• Written request: Rewrite the records below so that "outstretched" becomes "extended", with everything else left as it is.

# # # # # # #

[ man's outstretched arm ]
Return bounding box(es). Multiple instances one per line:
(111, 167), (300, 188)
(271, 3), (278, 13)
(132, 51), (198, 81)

# # # # # # #

• Exercise output:
[ man's extended arm ]
Return bounding box(es). Multiple instances one per line:
(111, 167), (300, 188)
(271, 3), (278, 13)
(132, 51), (198, 81)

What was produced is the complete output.